Ficou definido que a autorização judicial deve ser exceção, exigindo prova de pedido formal ao plano e consulta a especialistas independentes antes de conceder liminares (Natee Meepian / EyeEm/Getty Images)
Plataforma de conteúdo
Publicado em 26 de setembro de 2025 às 19h58.
O Supremo Tribunal Federal (STF) decidiu que procedimentos e terapias não incluídos no rol da Agência Nacional de Saúde Suplementar (ANS) só poderão ser cobertos quando cumprirem critérios técnicos específicos. A lista da ANS, atualizada periodicamente, reúne mais de 3 mil serviços médicos obrigatórios — como procedimentos odontológicos preventivos e exames de rastreamento para câncer — mas vinha sendo questionada desde que o Congresso aprovou, em 2022, uma lei que ampliou as possibilidades de cobertura.
A decisão, relatada pelo presidente da Corte, ministro Luís Roberto Barroso, em 18 de setembro, fixou cinco requisitos cumulativos: prescrição por profissional habilitado; inexistência de negativa expressa da ANS ou de pendência de análise; ausência de alternativa terapêutica adequada já contemplada na lista; comprovação de eficácia; e segurança do tratamento à luz de evidências científicas de alto grau.
Além disso, ficou definido que a autorização judicial deve ser exceção, exigindo prova de pedido formal ao plano e consulta a especialistas independentes antes de conceder liminares.
Decisões administrativas
Na prática, o novo entendimento restringe o acesso a terapias fora do rol, mas também estabelece parâmetros claros para sua autorização. “Todos os cinco requisitos definidos pelo STF deverão ser preenchidos de forma cumulativa, o que significa que se um critério não puder ser preenchido, o pedido será negado ainda que todos os demais tenham sido demonstrados”, pontua Carla Moraes, advogada sênior da área de Life Sciences do Trench Rossi Watanabe.

Itens de dados:
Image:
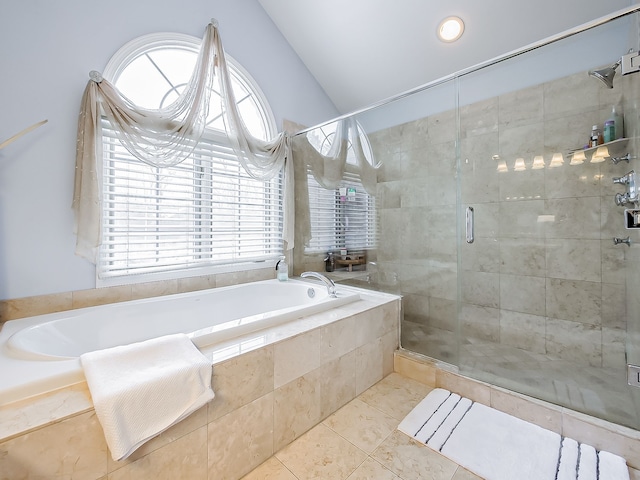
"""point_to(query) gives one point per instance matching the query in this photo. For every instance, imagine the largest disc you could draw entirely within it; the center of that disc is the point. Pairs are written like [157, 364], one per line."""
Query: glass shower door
[542, 287]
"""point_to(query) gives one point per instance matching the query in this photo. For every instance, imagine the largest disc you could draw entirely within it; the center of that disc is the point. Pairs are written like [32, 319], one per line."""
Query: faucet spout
[331, 287]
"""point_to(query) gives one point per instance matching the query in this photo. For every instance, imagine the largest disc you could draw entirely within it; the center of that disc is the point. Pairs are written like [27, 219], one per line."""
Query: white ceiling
[363, 51]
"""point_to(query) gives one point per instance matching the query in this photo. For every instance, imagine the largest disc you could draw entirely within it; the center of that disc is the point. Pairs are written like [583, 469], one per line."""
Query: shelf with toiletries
[616, 149]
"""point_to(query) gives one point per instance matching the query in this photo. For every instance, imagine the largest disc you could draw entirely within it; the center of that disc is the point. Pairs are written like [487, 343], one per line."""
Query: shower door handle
[469, 224]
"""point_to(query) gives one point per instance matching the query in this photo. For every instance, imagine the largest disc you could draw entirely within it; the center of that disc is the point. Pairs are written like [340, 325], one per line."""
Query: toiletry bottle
[594, 140]
[609, 131]
[282, 269]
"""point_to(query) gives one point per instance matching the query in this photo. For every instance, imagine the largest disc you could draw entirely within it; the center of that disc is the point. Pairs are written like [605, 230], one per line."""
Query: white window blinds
[205, 211]
[342, 218]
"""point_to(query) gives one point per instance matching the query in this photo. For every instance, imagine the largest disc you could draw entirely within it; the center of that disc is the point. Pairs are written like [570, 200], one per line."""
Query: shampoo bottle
[618, 123]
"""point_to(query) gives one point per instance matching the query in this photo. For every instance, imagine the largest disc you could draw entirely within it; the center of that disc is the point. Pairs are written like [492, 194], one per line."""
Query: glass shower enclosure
[497, 221]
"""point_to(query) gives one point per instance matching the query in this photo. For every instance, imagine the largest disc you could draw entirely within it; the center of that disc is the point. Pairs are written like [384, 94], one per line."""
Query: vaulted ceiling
[363, 51]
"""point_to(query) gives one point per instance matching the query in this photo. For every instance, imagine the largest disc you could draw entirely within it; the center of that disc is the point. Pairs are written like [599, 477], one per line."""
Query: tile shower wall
[543, 274]
[264, 400]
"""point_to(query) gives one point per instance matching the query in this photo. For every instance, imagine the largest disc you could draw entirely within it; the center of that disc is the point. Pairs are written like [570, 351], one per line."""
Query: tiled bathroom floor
[598, 391]
[360, 441]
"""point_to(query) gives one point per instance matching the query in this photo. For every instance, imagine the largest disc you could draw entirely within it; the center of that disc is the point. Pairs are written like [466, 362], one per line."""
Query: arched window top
[204, 215]
[152, 70]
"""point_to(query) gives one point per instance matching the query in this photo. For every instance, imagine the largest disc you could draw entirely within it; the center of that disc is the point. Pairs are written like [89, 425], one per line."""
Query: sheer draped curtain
[166, 137]
[328, 170]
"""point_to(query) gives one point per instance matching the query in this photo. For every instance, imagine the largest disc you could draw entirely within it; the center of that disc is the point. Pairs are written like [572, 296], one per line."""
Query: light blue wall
[47, 49]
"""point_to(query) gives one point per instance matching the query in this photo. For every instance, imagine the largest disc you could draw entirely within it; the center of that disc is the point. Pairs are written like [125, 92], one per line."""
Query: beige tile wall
[264, 400]
[583, 428]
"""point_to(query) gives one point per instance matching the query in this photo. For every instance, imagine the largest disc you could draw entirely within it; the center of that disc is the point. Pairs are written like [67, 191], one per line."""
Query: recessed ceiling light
[450, 29]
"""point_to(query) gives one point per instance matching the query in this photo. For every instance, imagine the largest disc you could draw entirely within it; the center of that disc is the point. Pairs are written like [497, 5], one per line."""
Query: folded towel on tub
[140, 390]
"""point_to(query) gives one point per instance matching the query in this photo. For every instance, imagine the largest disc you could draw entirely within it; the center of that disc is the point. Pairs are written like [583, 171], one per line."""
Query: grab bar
[469, 223]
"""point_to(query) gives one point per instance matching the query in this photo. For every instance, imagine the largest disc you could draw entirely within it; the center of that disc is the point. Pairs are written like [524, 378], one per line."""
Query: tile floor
[360, 441]
[597, 391]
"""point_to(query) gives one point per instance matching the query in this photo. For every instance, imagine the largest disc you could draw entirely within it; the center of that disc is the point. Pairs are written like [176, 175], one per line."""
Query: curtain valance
[165, 137]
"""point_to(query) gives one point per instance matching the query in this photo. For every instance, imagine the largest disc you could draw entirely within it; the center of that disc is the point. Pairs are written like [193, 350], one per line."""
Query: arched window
[204, 215]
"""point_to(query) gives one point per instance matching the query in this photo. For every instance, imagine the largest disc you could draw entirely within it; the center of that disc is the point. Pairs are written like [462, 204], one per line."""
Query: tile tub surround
[270, 389]
[601, 434]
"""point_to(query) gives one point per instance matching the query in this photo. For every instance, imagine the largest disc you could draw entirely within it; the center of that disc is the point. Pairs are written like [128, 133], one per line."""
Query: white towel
[568, 468]
[140, 390]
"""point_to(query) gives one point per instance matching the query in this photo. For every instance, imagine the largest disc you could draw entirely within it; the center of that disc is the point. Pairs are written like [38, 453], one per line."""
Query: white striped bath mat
[497, 446]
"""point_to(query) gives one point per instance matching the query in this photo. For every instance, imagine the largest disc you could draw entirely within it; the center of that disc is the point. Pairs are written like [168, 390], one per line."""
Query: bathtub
[41, 353]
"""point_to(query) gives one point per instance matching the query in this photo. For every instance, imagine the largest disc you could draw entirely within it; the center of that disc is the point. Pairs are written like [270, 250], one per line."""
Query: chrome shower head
[606, 74]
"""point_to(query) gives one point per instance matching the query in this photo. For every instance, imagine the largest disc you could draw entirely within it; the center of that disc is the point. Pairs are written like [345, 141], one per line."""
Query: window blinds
[342, 218]
[205, 211]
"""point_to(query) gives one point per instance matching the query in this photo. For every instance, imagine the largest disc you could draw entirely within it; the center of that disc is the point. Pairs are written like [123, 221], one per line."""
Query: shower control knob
[618, 241]
[622, 199]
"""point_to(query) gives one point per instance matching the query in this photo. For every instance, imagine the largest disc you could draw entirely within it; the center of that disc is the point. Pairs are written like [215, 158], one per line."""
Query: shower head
[606, 74]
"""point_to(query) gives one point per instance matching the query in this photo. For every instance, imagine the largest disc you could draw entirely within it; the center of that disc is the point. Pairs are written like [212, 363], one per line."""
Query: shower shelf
[602, 152]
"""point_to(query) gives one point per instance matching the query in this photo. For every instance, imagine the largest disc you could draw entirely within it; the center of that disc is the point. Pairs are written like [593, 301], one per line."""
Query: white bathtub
[41, 353]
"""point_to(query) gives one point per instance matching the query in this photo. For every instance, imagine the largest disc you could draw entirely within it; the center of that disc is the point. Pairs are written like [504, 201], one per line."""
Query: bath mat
[497, 446]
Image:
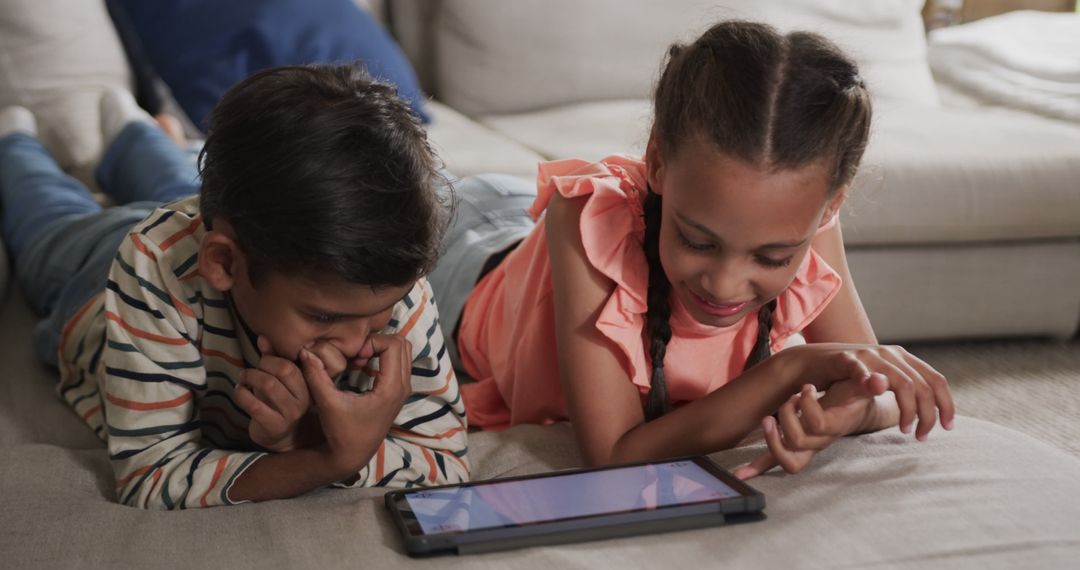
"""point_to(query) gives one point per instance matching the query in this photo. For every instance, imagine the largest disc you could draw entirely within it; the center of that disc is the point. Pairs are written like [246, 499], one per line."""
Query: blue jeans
[63, 243]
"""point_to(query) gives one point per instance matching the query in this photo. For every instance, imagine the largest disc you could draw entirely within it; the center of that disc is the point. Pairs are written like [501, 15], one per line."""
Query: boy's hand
[275, 395]
[806, 424]
[354, 424]
[334, 360]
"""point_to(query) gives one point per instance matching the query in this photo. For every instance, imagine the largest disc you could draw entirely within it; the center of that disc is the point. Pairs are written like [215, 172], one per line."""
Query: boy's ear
[834, 204]
[218, 256]
[655, 165]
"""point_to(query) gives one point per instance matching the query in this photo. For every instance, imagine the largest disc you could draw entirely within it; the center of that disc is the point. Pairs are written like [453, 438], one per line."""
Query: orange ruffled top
[507, 336]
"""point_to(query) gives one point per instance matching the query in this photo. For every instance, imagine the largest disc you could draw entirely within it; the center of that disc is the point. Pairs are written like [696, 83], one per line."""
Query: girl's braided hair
[775, 100]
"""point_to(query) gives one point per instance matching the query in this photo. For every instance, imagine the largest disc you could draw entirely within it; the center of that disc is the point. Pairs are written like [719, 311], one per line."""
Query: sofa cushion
[56, 57]
[568, 51]
[981, 496]
[930, 175]
[589, 131]
[202, 48]
[467, 147]
[939, 175]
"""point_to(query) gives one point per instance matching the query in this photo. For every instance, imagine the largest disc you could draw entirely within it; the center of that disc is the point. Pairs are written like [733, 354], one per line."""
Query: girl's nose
[726, 282]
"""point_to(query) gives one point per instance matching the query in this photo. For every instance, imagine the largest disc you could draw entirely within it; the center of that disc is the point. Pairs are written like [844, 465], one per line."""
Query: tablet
[571, 505]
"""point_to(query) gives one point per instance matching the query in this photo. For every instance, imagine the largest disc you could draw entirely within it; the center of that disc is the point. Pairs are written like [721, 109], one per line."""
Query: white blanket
[1025, 59]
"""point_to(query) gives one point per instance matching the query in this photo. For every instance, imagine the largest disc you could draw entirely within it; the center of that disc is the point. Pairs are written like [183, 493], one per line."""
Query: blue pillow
[202, 48]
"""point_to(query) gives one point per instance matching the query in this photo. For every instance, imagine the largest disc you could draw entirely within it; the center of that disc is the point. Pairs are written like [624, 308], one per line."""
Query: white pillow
[56, 57]
[504, 57]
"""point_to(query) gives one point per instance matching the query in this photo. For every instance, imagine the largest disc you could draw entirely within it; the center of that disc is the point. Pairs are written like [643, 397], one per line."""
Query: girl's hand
[354, 424]
[920, 391]
[275, 396]
[806, 424]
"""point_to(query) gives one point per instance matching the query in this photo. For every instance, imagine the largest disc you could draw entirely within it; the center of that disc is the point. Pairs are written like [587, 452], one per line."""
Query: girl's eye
[769, 262]
[692, 245]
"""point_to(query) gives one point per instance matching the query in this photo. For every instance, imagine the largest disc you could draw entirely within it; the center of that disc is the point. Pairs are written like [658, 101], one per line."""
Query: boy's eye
[769, 262]
[322, 317]
[693, 245]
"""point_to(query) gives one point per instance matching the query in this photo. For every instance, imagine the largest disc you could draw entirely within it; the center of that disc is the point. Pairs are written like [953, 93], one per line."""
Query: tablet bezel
[745, 507]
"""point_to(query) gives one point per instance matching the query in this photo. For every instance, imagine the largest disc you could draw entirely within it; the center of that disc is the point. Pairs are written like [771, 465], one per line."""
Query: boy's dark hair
[323, 173]
[774, 100]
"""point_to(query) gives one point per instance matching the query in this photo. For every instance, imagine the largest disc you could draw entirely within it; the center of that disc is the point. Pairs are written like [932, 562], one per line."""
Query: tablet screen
[563, 497]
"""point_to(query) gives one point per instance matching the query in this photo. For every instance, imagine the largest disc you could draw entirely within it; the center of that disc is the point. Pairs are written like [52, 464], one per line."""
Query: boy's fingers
[286, 374]
[254, 406]
[268, 389]
[333, 360]
[265, 348]
[320, 383]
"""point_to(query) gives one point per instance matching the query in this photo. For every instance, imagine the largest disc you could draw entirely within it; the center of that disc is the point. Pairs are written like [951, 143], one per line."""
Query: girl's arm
[845, 321]
[605, 406]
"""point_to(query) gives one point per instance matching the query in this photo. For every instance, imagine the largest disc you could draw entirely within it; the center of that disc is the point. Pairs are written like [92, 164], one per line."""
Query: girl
[646, 301]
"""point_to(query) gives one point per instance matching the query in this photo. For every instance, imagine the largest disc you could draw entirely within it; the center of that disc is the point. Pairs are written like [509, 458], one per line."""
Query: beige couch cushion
[56, 56]
[980, 497]
[930, 175]
[467, 147]
[568, 51]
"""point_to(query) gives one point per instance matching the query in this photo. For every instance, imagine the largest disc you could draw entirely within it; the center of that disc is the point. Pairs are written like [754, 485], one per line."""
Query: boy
[203, 342]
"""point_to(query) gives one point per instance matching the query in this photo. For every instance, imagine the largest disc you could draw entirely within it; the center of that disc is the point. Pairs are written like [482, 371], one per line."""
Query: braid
[761, 349]
[657, 325]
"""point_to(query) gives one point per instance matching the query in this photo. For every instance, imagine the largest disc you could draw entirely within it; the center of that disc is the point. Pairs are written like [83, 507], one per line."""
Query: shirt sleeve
[427, 444]
[151, 385]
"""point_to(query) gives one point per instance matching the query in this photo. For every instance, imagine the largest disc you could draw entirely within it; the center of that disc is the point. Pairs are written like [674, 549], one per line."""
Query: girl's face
[732, 235]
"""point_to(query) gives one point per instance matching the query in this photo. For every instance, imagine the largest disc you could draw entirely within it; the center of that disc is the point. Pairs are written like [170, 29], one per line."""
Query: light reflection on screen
[522, 502]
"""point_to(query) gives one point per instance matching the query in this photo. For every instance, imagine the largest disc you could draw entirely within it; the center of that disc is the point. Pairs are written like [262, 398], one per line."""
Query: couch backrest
[493, 57]
[56, 56]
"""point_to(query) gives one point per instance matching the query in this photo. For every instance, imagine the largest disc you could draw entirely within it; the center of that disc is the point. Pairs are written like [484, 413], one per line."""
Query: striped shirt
[151, 364]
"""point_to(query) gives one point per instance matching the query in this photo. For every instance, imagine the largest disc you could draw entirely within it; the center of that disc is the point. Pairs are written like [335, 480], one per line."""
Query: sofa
[941, 243]
[963, 222]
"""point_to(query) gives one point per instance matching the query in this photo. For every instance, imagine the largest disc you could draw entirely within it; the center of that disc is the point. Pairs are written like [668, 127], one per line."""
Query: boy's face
[295, 313]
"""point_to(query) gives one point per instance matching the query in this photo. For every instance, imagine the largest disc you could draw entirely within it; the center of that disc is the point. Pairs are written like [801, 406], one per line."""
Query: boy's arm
[154, 376]
[427, 444]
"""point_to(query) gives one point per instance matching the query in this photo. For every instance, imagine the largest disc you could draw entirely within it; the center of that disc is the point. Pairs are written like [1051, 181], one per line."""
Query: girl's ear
[218, 260]
[834, 204]
[655, 165]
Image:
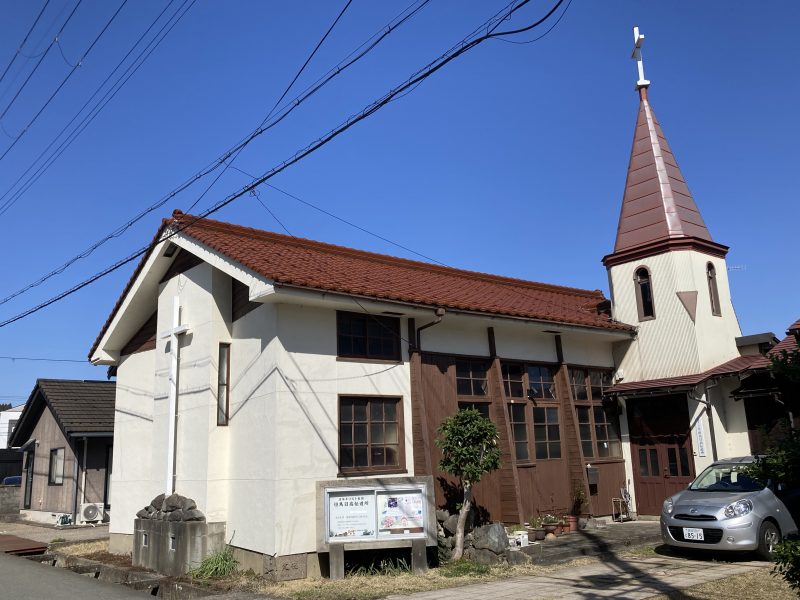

▸ TAREFA A REALIZAR
Escreva a continuação da reportagem sobre a decisão do STF acerca do rol da ANS, começando logo depois do último parágrafo apresentado.

▸ ESPAÇO DE RESPOSTA
“Então, é possível que a ANS tenha negado a incorporação do tratamento ou procedimento com base em uma análise mais geral, mas, para a situação clínica de um paciente específico, o tratamento ou procedimento seria a melhor opção”, acrescenta.
O advogado sanitarista Paulo Benevento, diretor executivo da Benevento Sociedade de Advogados, lembra que, antes, as decisões da ANS sobre incorporação de medicamentos e outras tecnologias eram relevantes, mas o juiz não estava obrigado a segui-las. Agora, essas decisões administrativas tendem a prevalecer na maioria dos casos.
“A decisão adotada na Ação Direta de Inconstitucionalidade (ADI) 7265 deixa uma brecha para discutir a legalidade do processo de avaliação das tecnologias, mas é uma discussão complexa, já que o STF atribuiu ao beneficiário o ônus da prova. O grande desafio será fortalecer as associações de pacientes, porque são estas que podem fazer a diferença. A decisão do STF desloca a discussão do plano judicial para o plano administrativo. É nesse espaço que as associações devem atuar pela incorporação de tecnologias e pelo acesso a tratamentos”, avalia Benevento.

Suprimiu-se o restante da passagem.